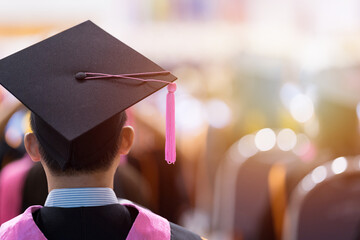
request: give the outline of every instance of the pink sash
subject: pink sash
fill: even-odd
[[[37,227],[32,213],[42,206],[31,206],[16,218],[3,223],[0,227],[1,240],[46,240],[44,234]]]
[[[6,165],[0,173],[0,224],[16,217],[21,211],[22,190],[33,162],[26,154]]]
[[[139,214],[130,229],[127,240],[157,239],[170,240],[170,223],[151,211],[126,202],[123,205],[135,207]],[[32,218],[32,213],[41,206],[32,206],[26,211],[4,223],[0,227],[1,240],[46,240],[44,234],[37,227]]]
[[[168,220],[152,213],[150,210],[139,207],[130,201],[126,201],[122,203],[122,205],[134,207],[139,211],[139,214],[126,238],[127,240],[170,240],[171,233],[170,223]]]

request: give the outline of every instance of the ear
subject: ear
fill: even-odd
[[[131,126],[125,126],[122,128],[120,133],[120,148],[119,153],[122,155],[126,155],[129,153],[131,146],[134,142],[134,129]]]
[[[34,162],[39,162],[41,159],[39,151],[39,143],[34,133],[27,133],[24,136],[24,144],[27,153]]]

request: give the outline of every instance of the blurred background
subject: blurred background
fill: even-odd
[[[88,19],[179,78],[177,162],[162,90],[130,110],[120,196],[209,239],[360,238],[359,1],[0,1],[0,58]],[[28,116],[1,89],[3,169]]]

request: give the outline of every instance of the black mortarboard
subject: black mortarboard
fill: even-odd
[[[135,78],[86,80],[90,75],[85,72]],[[138,77],[163,82],[140,82]],[[39,141],[62,168],[89,161],[113,134],[115,115],[174,80],[91,21],[0,60],[0,83],[35,114],[42,129]],[[101,124],[108,130],[97,131]]]

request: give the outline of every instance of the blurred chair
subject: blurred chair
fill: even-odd
[[[239,142],[229,149],[216,174],[212,229],[221,239],[280,239],[287,166],[300,160],[276,147],[247,158],[239,151]]]
[[[284,240],[360,239],[360,156],[316,167],[293,191]]]
[[[215,175],[212,234],[217,239],[229,240],[233,236],[236,176],[246,158],[238,153],[234,144],[219,165]]]

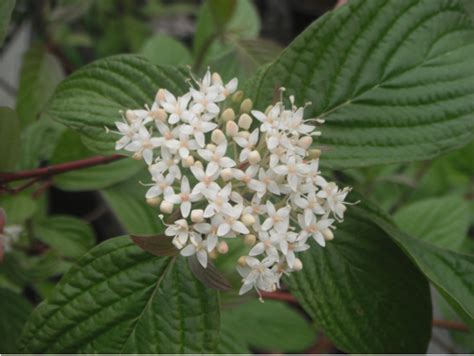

——

* What you need to do:
With the line that has "request: give the outline of every instance of the ear" as the first and the line that has "subject: black mortarboard" as the last, repeat exactly that run of lines above and no more.

* Answer:
request: give the outline of every instance of the ear
subject: ear
fill: even-odd
[[[131,126],[125,126],[122,128],[120,133],[120,148],[119,153],[122,155],[126,155],[129,153],[131,146],[134,142],[134,129]]]
[[[34,162],[39,162],[41,159],[39,151],[39,143],[34,133],[27,133],[24,136],[24,144],[27,153]]]

request: give the outline of every instance of the blurred background
subject: blurred background
fill: even-odd
[[[88,19],[179,78],[177,162],[162,90],[130,110],[120,196],[209,239],[360,238],[359,1],[0,1],[0,58]],[[28,116],[1,89],[3,169]]]

request: give the outline of every instance of the black mortarboard
subject: black mortarboard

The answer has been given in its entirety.